Directions: Count the lines that contain the word "wonderful", treating uppercase and lowercase as different, and give only the number.

Task inputs:
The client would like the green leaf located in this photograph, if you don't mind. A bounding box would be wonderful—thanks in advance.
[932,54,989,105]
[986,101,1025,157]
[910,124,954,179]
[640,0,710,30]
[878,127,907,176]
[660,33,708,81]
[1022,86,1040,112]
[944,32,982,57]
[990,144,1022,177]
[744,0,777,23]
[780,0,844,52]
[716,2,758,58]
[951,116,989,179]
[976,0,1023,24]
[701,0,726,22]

Result: 1